• **STATED GOAL A**
State how many lines of the records contain the word "blue", counting only matches with the same capitalization, and reply with that number alone.
++++ READING TEXT
- Origin: Edmonton, Alberta, Canada
- Genres: Indie pop; Alternative pop; Shoegaze; Indie rock.;
- Years active: 2013–present
- Members: Olivia Street
- Website: kingoffoxesband.com

= King of Foxes (band) =

Canadian indie rock band

King of Foxes is a Canadian indie rock band formed in 2013 in Edmonton, Alberta, led by singer-songwriter Olivia Street. King of Foxes was nominated for Rock Artist of the Year at the 2022 Western Canadian Music Awards. Their third album, released September 16, 2022, titled Twilight of the Empire, went to #1 on the CKUA Radio charts. The album was produced by Stew Kirkwood and reviewed in the Edmonton Journal and Cups 'n Cakes Network, which described the album as "a sonic rollercoaster, and one of their best."

Their second album Salt & Honey, released in 2019, was also produced by Stew Kirkwood and received positive reviews from Aesthetic Magazine, Canadian Beats and The Gateway. The album charted on the Earshot Radio Chart. Their previous studio album, Golden Armour, was released in 2016. They have performed at Breakout West in 2019, Indie Week Toronto in 2018, and Canadian Music Week in Toronto in 2019 and 2022. They opened for Barenaked Ladies, Sam Roberts Band, and 54–40 at Together Again festival in Edmonton in 2022.
++++++++
++++ DATA LINES
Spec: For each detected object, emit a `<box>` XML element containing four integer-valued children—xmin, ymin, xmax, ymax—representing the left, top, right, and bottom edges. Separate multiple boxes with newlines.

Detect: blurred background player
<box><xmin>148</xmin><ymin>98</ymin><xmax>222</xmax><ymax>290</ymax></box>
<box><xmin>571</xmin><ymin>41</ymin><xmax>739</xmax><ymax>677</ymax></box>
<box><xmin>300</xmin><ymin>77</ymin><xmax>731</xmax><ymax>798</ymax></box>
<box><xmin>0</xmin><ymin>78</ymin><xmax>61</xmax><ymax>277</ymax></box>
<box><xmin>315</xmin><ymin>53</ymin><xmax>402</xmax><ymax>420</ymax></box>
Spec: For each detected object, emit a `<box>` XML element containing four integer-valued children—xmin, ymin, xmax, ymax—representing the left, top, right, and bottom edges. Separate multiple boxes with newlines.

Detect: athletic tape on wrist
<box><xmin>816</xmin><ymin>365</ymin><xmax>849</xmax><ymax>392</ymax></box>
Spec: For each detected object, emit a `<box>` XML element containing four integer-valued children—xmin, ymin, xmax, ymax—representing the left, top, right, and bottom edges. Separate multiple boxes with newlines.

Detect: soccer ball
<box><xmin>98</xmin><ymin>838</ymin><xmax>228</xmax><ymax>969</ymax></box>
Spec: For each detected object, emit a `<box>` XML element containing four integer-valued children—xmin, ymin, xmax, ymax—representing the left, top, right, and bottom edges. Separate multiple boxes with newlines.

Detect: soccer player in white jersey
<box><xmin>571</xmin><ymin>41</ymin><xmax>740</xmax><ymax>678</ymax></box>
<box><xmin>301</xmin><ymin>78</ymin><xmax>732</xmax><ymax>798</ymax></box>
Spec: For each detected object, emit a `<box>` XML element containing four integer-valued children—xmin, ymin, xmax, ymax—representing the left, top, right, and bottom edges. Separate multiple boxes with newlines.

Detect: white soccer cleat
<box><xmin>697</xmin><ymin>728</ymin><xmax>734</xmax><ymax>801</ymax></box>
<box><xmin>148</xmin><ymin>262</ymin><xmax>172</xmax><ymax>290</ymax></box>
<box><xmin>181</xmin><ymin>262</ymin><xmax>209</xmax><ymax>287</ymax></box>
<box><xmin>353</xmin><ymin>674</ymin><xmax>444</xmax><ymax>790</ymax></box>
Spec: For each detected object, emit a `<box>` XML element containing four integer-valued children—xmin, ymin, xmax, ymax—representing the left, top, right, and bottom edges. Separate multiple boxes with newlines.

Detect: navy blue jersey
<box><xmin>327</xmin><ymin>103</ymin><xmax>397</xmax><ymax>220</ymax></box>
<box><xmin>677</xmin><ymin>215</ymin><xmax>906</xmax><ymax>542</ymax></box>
++++++++
++++ DATA LINES
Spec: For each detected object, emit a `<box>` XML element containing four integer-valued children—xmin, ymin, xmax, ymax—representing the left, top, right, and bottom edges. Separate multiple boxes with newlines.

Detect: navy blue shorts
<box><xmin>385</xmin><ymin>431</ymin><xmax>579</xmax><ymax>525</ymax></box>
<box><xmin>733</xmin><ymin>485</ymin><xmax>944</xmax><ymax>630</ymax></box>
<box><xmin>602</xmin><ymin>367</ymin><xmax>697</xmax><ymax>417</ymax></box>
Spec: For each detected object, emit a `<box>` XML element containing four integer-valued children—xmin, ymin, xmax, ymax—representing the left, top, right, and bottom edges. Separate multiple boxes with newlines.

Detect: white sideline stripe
++++++++
++++ DATA LINES
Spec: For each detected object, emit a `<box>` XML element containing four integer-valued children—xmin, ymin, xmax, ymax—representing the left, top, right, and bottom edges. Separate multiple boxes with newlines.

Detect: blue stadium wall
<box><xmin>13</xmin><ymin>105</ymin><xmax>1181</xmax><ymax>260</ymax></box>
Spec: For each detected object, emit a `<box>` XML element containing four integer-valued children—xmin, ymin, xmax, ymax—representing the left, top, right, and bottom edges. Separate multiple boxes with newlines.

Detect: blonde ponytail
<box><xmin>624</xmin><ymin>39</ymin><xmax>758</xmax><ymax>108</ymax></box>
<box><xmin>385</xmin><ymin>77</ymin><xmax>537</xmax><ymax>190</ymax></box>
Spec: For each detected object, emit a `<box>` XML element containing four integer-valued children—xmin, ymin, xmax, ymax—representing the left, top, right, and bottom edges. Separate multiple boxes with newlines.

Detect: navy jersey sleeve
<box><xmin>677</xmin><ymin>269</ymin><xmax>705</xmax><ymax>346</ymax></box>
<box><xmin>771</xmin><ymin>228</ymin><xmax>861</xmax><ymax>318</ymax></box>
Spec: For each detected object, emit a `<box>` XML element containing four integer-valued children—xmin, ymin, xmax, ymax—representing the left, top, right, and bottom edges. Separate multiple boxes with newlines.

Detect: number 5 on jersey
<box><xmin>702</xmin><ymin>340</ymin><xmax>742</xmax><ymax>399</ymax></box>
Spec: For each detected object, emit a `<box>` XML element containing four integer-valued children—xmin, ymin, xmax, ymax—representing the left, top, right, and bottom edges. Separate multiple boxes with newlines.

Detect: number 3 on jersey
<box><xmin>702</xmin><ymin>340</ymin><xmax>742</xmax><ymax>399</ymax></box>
++++++++
• **STATED GOAL B**
Reproduce, word for word, the passage of the King of Foxes text from "Their second album" up to and including "Edmonton in 2022.".

• **FULL OUTPUT A**
3

• **FULL OUTPUT B**
Their second album Salt & Honey, released in 2019, was also produced by Stew Kirkwood and received positive reviews from Aesthetic Magazine, Canadian Beats and The Gateway. The album charted on the Earshot Radio Chart. Their previous studio album, Golden Armour, was released in 2016. They have performed at Breakout West in 2019, Indie Week Toronto in 2018, and Canadian Music Week in Toronto in 2019 and 2022. They opened for Barenaked Ladies, Sam Roberts Band, and 54–40 at Together Again festival in Edmonton in 2022.